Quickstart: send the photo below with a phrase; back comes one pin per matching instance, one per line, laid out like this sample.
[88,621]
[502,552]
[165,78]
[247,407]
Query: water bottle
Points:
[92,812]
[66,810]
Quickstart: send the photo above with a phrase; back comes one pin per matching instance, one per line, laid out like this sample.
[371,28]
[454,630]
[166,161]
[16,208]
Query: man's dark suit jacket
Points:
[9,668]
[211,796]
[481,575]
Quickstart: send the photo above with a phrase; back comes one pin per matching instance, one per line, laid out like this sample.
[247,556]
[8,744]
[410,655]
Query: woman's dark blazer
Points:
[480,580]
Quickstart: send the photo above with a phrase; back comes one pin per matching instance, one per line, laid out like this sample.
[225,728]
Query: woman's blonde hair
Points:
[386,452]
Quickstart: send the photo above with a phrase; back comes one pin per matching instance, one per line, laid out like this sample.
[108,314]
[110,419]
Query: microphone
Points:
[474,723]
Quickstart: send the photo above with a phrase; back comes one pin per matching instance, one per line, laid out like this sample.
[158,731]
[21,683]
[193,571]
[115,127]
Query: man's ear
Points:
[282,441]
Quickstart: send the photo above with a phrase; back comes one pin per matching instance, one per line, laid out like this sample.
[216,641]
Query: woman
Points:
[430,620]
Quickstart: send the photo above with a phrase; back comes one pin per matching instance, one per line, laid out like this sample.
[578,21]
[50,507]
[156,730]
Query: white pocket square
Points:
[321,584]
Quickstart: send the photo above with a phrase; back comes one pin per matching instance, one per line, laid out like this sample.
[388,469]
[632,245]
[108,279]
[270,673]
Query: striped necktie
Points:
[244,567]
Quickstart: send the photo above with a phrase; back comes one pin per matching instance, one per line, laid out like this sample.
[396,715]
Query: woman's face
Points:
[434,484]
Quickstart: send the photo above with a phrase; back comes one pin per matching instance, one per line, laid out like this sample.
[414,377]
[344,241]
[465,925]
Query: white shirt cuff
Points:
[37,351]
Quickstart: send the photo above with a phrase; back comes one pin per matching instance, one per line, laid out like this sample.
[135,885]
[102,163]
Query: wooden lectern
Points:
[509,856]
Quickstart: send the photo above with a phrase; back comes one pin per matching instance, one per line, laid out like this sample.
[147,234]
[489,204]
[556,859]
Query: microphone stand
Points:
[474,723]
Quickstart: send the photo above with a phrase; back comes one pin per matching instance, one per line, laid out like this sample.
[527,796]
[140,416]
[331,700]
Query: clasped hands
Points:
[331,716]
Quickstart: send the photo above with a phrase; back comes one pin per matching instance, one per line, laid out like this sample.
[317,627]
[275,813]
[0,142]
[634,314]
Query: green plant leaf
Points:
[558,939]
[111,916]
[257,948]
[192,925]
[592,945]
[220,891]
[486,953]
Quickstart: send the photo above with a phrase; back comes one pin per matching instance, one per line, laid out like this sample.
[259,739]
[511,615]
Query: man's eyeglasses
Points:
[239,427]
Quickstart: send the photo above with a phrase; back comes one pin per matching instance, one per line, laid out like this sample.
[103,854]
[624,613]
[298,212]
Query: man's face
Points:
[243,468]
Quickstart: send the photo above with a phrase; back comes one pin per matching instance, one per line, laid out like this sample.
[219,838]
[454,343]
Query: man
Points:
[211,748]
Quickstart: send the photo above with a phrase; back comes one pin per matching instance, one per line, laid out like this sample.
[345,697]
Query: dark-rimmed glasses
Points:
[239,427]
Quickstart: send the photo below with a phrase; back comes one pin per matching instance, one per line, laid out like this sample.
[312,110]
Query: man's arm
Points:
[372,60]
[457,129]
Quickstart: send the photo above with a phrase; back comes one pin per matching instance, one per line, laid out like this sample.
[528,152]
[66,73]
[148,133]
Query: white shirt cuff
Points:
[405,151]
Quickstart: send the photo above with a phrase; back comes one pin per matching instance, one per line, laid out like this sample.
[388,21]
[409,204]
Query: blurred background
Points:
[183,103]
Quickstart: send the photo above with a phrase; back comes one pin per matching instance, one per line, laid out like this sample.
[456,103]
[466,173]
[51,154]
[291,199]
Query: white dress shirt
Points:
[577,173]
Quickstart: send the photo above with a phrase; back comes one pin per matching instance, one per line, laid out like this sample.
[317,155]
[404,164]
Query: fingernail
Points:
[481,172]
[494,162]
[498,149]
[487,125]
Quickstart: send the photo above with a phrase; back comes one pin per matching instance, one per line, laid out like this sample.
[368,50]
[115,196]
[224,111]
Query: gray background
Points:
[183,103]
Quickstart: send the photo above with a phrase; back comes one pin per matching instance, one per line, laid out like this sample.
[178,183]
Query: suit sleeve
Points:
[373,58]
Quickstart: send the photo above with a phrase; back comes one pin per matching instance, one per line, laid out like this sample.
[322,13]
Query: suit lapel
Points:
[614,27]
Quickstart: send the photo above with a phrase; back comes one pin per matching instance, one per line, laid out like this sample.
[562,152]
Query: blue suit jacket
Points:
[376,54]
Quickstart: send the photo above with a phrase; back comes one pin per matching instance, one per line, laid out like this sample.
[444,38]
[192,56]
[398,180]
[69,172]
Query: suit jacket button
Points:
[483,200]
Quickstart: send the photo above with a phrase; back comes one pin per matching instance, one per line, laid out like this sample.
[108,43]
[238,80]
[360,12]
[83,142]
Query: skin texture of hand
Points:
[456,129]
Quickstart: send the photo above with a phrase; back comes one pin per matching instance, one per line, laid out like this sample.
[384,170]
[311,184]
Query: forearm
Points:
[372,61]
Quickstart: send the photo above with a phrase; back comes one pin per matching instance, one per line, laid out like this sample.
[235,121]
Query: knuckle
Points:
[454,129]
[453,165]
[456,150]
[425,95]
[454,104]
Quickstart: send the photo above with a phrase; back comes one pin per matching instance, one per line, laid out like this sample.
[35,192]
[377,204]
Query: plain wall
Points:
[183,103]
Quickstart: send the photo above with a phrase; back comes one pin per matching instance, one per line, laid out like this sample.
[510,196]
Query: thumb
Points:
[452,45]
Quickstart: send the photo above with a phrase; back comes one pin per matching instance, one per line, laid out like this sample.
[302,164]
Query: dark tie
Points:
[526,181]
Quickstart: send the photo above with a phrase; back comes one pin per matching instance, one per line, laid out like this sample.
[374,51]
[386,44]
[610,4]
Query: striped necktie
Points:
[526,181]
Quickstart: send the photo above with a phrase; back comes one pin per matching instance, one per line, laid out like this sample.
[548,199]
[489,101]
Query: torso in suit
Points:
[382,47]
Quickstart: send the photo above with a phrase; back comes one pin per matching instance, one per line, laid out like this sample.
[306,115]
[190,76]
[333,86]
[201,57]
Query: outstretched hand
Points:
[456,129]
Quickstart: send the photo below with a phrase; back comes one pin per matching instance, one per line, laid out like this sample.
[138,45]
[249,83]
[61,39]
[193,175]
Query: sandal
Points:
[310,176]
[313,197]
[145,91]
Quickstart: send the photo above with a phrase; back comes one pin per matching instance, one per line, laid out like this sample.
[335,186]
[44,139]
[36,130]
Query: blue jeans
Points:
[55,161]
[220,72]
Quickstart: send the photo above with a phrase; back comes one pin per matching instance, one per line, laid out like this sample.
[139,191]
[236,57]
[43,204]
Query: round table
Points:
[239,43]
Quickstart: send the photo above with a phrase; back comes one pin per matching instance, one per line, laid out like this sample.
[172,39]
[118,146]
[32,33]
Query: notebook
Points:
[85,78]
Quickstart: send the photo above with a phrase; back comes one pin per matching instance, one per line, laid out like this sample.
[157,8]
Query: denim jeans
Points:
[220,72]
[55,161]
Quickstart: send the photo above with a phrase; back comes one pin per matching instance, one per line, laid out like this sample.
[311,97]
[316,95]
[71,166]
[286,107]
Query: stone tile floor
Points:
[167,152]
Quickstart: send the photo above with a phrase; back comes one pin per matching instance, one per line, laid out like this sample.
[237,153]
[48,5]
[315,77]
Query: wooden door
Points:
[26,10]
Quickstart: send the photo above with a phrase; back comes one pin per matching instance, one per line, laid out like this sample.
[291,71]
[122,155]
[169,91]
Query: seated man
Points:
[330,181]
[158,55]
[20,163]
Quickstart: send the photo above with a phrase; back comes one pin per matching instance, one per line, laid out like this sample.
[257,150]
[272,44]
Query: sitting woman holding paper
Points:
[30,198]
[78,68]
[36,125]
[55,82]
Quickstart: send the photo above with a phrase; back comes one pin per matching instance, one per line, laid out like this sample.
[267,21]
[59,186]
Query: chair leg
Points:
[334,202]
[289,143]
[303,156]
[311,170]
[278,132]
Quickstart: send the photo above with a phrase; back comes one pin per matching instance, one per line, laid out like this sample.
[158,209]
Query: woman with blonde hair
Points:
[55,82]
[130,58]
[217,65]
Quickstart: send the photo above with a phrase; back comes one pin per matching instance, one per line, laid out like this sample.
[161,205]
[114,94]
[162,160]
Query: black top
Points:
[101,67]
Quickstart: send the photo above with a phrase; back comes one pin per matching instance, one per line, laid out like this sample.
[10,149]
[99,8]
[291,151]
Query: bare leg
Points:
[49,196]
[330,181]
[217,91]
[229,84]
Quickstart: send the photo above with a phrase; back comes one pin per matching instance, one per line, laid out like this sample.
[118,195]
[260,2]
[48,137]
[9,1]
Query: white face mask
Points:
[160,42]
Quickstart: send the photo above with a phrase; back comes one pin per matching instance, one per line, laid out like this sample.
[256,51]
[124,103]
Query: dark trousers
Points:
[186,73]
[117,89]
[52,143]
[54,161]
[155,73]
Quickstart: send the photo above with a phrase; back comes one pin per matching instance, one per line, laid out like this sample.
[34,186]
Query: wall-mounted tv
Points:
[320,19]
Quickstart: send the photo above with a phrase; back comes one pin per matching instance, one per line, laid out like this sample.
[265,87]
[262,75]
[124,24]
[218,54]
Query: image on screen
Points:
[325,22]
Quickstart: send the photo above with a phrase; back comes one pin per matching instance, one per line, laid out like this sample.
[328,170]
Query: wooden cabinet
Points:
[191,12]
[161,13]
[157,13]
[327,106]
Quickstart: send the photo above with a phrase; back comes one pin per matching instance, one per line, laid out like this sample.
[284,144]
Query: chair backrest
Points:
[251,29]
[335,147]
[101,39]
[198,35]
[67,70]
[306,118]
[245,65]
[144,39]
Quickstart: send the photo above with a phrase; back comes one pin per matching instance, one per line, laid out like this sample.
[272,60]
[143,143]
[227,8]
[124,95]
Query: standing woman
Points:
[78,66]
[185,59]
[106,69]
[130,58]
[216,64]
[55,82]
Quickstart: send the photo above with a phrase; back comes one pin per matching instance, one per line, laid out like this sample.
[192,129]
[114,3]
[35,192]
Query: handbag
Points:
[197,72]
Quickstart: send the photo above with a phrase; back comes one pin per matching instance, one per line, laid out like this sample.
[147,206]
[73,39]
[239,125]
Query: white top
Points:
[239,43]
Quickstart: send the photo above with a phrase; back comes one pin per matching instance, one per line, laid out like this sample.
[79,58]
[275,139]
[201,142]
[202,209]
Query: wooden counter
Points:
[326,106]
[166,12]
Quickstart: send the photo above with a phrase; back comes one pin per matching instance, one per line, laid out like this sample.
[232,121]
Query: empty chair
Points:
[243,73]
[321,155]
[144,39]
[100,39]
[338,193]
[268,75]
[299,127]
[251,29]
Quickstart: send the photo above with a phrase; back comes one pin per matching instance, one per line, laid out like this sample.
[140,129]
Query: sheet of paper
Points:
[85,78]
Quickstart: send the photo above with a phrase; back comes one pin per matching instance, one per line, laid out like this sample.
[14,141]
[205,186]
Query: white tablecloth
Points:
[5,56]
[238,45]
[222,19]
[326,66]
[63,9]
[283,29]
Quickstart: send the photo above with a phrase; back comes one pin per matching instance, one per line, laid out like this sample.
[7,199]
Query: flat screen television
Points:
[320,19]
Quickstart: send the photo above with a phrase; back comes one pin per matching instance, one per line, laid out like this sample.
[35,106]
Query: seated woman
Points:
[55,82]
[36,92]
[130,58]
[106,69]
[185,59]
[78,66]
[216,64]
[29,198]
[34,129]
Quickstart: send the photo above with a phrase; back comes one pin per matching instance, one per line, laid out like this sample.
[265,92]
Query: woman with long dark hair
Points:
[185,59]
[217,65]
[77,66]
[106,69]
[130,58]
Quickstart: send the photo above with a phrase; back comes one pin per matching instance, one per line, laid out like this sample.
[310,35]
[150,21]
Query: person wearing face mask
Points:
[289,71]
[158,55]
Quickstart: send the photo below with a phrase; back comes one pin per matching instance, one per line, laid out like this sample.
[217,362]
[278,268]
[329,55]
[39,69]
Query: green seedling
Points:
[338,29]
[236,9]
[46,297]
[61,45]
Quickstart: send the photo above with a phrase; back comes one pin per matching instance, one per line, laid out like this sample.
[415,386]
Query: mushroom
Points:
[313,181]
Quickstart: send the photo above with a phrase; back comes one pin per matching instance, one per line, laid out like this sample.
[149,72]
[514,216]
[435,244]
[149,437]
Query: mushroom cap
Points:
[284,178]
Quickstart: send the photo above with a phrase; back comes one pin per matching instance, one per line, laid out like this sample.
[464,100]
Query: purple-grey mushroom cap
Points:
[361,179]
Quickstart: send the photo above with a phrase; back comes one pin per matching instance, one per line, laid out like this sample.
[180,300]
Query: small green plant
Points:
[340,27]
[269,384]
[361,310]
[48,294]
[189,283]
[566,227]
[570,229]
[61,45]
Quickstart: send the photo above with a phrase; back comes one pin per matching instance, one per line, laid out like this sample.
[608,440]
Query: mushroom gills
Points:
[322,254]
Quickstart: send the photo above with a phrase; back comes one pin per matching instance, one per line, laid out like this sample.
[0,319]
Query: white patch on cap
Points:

§ **Your goal**:
Pull out every line of the rows above that contains the word "chair", and copy each one in full. Case counts, so match the capital and small letters exactly.

§ **Written answer**:
Query: chair leg
Query: chair backrest
Query: empty chair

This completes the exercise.